*** Opening Excerpted data ***
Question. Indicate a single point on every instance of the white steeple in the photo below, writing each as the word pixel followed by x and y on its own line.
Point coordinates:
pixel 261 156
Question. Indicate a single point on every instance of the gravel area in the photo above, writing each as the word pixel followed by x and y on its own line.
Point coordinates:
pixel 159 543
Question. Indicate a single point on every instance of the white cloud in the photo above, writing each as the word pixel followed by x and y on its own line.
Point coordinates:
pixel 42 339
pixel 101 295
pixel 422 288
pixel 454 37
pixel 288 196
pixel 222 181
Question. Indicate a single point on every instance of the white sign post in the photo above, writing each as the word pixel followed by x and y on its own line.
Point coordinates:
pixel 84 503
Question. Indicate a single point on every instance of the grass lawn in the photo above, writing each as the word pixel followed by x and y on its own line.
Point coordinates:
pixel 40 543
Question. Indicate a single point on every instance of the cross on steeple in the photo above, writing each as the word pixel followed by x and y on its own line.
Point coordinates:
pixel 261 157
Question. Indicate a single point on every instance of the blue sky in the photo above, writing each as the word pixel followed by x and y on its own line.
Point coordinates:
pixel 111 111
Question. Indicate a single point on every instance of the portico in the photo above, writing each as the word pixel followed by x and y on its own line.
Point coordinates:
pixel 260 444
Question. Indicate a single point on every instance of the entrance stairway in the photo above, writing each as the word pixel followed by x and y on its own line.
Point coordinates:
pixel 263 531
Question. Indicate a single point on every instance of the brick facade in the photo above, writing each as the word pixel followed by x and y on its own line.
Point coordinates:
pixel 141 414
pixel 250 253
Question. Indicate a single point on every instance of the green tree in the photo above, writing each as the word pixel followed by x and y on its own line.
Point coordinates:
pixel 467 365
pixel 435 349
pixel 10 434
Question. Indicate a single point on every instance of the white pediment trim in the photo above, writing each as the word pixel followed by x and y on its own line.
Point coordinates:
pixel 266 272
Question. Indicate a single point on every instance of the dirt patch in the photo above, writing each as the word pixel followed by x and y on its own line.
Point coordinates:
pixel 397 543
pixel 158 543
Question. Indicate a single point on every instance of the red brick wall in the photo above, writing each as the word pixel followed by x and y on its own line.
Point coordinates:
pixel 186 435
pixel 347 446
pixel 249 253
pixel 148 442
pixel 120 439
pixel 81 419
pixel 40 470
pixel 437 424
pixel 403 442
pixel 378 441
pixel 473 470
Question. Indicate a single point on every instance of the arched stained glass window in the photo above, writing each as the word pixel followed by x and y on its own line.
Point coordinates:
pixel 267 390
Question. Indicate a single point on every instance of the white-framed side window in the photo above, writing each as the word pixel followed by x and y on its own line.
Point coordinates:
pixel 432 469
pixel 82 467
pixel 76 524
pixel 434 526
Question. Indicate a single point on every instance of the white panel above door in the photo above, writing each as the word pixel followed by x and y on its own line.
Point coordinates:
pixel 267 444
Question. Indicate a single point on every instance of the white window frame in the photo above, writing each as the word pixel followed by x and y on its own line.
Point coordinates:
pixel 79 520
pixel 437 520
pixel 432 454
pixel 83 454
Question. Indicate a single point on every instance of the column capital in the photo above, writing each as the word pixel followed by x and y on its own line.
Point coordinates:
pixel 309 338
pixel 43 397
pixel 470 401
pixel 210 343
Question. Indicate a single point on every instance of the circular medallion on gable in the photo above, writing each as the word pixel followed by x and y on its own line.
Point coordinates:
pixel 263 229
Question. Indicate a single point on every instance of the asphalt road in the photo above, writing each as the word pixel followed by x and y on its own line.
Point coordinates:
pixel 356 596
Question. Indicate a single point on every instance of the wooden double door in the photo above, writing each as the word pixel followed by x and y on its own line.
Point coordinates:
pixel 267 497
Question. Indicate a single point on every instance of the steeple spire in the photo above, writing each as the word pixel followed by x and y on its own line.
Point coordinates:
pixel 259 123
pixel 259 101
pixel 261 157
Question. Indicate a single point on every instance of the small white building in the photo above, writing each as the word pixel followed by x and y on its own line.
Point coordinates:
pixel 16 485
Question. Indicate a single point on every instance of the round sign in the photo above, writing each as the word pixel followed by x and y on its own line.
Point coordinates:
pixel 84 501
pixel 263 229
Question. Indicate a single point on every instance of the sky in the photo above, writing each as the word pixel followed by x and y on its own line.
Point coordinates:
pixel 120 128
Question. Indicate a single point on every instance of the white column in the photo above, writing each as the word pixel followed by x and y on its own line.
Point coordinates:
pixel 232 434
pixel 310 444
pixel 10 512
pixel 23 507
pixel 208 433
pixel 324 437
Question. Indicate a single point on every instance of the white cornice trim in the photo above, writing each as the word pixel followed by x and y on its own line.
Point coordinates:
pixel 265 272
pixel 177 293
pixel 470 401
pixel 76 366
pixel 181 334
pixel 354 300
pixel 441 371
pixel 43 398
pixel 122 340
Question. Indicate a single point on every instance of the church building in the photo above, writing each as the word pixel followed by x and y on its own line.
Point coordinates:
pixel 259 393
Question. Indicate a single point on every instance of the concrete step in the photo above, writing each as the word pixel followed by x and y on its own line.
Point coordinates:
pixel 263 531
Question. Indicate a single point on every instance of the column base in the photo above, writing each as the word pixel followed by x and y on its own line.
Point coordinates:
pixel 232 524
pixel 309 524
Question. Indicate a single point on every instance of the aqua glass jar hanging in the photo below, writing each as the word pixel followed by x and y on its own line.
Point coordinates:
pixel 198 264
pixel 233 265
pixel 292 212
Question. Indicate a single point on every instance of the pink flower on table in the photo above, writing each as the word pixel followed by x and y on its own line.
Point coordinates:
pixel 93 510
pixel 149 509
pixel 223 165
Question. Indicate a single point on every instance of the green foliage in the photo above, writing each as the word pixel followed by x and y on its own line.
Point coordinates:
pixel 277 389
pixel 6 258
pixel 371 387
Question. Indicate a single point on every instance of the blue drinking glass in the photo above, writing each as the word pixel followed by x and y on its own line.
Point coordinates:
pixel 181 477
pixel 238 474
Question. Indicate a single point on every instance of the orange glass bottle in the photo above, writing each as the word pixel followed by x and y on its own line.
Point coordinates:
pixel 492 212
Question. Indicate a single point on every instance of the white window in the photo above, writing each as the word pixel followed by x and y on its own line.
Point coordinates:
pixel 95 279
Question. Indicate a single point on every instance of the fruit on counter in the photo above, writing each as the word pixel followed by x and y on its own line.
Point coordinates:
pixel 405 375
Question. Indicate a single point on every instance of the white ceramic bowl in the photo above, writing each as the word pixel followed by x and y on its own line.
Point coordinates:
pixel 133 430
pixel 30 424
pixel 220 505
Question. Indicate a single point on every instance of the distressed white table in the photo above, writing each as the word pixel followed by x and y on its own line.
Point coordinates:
*** Closing Excerpted data ***
→ Work instruction: Whenever "table" occurs in a line above, copy that line.

→ Exercise solution:
Question. Indicate a single point on every instance of the pink flower on table in the photo above, writing each as the word pixel followed by x and y on its own line.
Question. Indicate a single point on every instance of the distressed white table in the photo above, writing each as the word pixel followed by x and y on its own line.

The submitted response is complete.